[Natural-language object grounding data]
# # # # # # #

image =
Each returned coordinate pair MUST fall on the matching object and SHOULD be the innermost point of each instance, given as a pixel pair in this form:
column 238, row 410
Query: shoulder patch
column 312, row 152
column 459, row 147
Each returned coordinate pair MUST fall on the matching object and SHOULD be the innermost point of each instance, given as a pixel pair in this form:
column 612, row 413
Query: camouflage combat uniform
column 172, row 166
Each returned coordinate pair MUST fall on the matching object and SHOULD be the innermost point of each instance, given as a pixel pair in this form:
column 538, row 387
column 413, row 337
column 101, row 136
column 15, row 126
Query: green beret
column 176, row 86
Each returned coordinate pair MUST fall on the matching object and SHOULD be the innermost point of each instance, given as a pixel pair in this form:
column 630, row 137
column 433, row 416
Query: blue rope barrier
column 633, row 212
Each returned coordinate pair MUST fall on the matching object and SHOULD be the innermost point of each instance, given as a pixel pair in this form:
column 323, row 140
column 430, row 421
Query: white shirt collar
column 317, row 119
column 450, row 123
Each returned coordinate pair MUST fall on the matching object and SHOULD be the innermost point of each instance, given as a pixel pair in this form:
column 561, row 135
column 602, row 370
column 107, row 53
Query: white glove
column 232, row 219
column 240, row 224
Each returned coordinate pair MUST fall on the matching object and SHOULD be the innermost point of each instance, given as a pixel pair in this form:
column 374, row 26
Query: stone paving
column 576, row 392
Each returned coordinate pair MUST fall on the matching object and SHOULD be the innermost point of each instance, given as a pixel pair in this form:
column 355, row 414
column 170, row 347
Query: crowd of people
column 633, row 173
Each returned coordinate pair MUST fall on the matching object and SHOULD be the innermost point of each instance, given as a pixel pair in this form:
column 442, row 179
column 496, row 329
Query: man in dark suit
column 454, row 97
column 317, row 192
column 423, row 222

# # # # # # #

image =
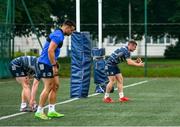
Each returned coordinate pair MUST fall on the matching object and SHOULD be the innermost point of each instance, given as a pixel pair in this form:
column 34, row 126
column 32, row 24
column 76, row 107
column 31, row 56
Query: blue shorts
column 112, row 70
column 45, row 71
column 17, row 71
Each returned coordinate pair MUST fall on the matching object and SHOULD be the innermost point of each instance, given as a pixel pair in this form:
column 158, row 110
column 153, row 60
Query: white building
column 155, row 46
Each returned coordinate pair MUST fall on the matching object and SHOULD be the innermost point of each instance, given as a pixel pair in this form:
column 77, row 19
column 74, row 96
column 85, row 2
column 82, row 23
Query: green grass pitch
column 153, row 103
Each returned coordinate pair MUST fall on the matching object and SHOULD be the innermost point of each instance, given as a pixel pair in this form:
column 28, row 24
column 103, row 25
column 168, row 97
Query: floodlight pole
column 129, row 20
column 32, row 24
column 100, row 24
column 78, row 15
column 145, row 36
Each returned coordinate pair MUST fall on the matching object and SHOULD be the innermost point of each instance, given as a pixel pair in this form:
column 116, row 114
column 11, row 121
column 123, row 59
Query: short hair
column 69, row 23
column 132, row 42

# # # # # # #

**Activity**. As the answer, set down only the lines from the data above between the one holding "column 170, row 347" and the one holding "column 496, row 329", inclusive, exactly as they read.

**Response box**.
column 170, row 347
Query: crowd of people
column 633, row 173
Each returned coordinate pair MUST fall on the matching object and SHOULD be the innermost point of each instance, given as a pixel pair in this form:
column 442, row 179
column 496, row 329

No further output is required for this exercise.